### Task item
Extract everything from "After sample analysis" down to "correction as described earlier (van der Kloet et al. 2009)." in the data processing passage, copying it word for word.

### Selected extract
--- START ---

The spectra were collected and molecular formulae were then calculated by an in-house developed software tool using MS3 fragmentation data. Spectra together with molecular formulae were further interpreted manually. The compounds that were identified were confirmed by comparison to spectra found in databases such as HMDB and by authentic standards where possible.

2.5 Data processing and analysis

2.5.1 GC–MS

After sample analysis with GC–MS a target table of all relevant peaks (with known and unknown identity) was constructed. For this, a standard target table containing over 300 entries of endogenous plasma metabolites and urine specific peaks was used ultimately leading to a target list of 144 compounds. These compounds were integrated using a reconstructed ion chromatogram of a characteristic ion of each compound. The internal standards were quantified in the same manner. The GC–MS data have been corrected for internal standard response using DCHP followed by QC correction as described earlier (van der Kloet et al. 2009).

2.5.2 LC–MS

After analysis of all samples using LC–MS a small subset of samples that contained 2–3 samples of each albuminuric class was used for screening compounds using software provided by Bruker-Daltonics (DataAnalysis). The m/z resolution was set to 0.01 Da, the minimum S/N ratio was set to 3 and to prevent integration problems the retention time window was set to 20 s. This resulted in a target list of about 600 features, where each feature was characterized by a retention time and a mass, and which could represent a metabolite. One metabolite can have multiple features. This target list was used as input for the software package Quant-Analysis by Bruker-Daltonics to create extracted ion chromatograms (EICs) for all peaks for all LC–MS samples. In this way a peak table was constructed that was further narrowed down by removing features that had lots of missing values or no response at all in the QC samples (Bijlsma et al. 2006). As the dead time of the LC–MS method was 1 min, features detected with retention times lower than 2 min were discarded. Features with large differences in retention time (RSD higher than 5%) were removed as well. This resulted in a final peak table of 106 features. For the LC–MS data the response has been corrected using the most optimal internal standard as described earlier (van der Kloet et al. 2009).

2.5.3 GC–MS and LC–MS sample normalization

For further statistical analysis the feature representing glucose (indicative for diabetes) was removed from the data. For healthy subjects the response of urine samples is often normalized by its creatinine level. In the case of varying degrees of kidney failure (i.e. microalbuminuric or macroalbuminuric), the creatinine levels cannot be used for normalization because they show irregular behavior due to diabetes and/or medication. Furthermore, a recent report shows that the creatinine concentration may vary over a large scale and that variances in urinary metabolite concentrations are not due to urine dilution effects; rather, they reflect actual metabolite variances (Jankevics et al. 2009; Saude et al. 2007). To circumvent this, as a means of normalization per sample, row scaling (i.e. subject normalization) was applied by taking the sum of the peak areas of all the components measured and dividing the response of each metabolite in a sample by this sum (Kemperman et al. 2007). For LC–MS measurements duplicates were averaged per metabolite after visual inspection. All data were auto-scaled prior to further multivariate statistical analysis.

All multivariate data analyses were performed using Matlab 2008a (Mathworks 2008). The PCA charts were created using the PLS-toolbox 5.5.2 from Eigenvector Research (2008).

--- END ---

Records from a dataset
--- START ---

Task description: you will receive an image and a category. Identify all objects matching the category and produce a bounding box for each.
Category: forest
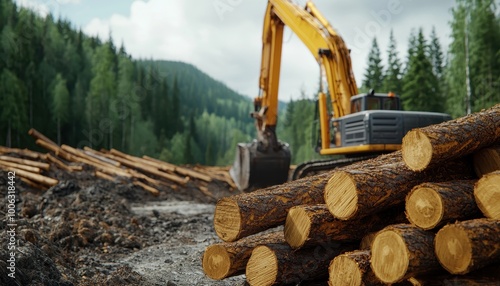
[0,0,500,165]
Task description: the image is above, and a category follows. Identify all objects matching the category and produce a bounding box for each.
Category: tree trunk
[371,224,441,283]
[214,151,402,241]
[402,104,500,171]
[325,160,475,220]
[202,231,285,280]
[474,170,500,219]
[246,241,355,286]
[285,205,406,248]
[328,250,382,286]
[406,180,481,230]
[473,145,500,178]
[435,218,500,274]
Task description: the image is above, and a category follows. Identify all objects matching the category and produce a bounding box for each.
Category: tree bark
[214,151,402,241]
[328,250,383,286]
[406,180,482,230]
[472,145,500,178]
[325,160,475,220]
[284,204,406,249]
[246,241,355,286]
[202,231,285,280]
[401,104,500,171]
[435,218,500,274]
[371,224,440,283]
[474,170,500,219]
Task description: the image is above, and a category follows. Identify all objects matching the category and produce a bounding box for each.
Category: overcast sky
[16,0,455,101]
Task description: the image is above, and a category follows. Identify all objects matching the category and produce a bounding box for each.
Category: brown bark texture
[328,250,382,286]
[371,224,441,283]
[285,204,407,248]
[202,231,285,280]
[406,180,482,230]
[325,159,475,220]
[402,104,500,171]
[435,218,500,274]
[472,145,500,178]
[246,243,356,285]
[474,171,500,219]
[214,151,402,241]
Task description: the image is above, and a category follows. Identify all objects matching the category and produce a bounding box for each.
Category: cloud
[84,0,453,100]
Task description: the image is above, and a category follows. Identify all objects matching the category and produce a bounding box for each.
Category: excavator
[230,0,451,191]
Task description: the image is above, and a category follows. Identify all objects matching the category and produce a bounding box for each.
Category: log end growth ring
[474,171,500,219]
[401,130,433,171]
[328,255,363,286]
[284,207,311,248]
[203,245,231,280]
[406,185,444,230]
[435,224,473,274]
[245,246,278,285]
[370,230,409,283]
[214,198,242,242]
[325,172,358,220]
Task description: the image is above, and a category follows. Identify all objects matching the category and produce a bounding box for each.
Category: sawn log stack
[203,104,500,285]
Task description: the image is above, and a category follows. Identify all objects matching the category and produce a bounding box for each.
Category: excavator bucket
[229,140,291,191]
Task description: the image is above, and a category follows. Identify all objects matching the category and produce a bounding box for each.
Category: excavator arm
[230,0,357,190]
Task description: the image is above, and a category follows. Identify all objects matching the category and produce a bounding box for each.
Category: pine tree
[384,30,403,94]
[401,29,443,112]
[52,74,70,145]
[363,38,384,91]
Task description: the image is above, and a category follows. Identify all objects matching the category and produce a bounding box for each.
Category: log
[35,139,74,161]
[106,154,189,186]
[0,165,59,187]
[214,152,402,241]
[284,204,406,249]
[401,104,500,171]
[202,231,285,280]
[474,171,500,219]
[0,156,50,171]
[83,146,121,167]
[325,160,475,220]
[435,218,500,274]
[47,154,79,172]
[21,178,48,191]
[328,250,382,286]
[28,128,59,147]
[472,145,500,178]
[406,180,481,230]
[0,160,42,174]
[245,241,355,286]
[371,224,441,283]
[0,146,44,159]
[133,181,160,197]
[143,156,212,183]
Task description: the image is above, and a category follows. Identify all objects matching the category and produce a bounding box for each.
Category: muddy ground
[0,166,249,285]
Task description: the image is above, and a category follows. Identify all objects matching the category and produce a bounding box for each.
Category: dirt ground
[0,165,245,285]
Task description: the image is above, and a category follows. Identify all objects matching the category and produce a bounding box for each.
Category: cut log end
[328,255,363,286]
[245,246,278,285]
[371,230,409,283]
[406,188,444,230]
[325,172,358,220]
[214,198,242,241]
[202,245,231,280]
[284,208,311,248]
[435,225,473,274]
[401,130,433,172]
[474,171,500,219]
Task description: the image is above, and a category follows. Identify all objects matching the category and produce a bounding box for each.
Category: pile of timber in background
[0,129,236,199]
[203,102,500,285]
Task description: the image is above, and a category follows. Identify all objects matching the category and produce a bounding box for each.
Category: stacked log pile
[203,104,500,285]
[0,129,235,199]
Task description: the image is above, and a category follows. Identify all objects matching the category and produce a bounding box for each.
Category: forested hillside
[0,0,254,165]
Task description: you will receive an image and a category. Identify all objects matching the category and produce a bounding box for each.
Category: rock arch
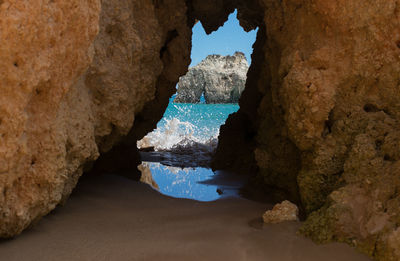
[0,0,400,260]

--- END ---

### Output of the exercise
After sample analysis with GC–MS a target table of all relevant peaks (with known and unknown identity) was constructed. For this, a standard target table containing over 300 entries of endogenous plasma metabolites and urine specific peaks was used ultimately leading to a target list of 144 compounds. These compounds were integrated using a reconstructed ion chromatogram of a characteristic ion of each compound. The internal standards were quantified in the same manner. The GC–MS data have been corrected for internal standard response using DCHP followed by QC correction as described earlier (van der Kloet et al. 2009).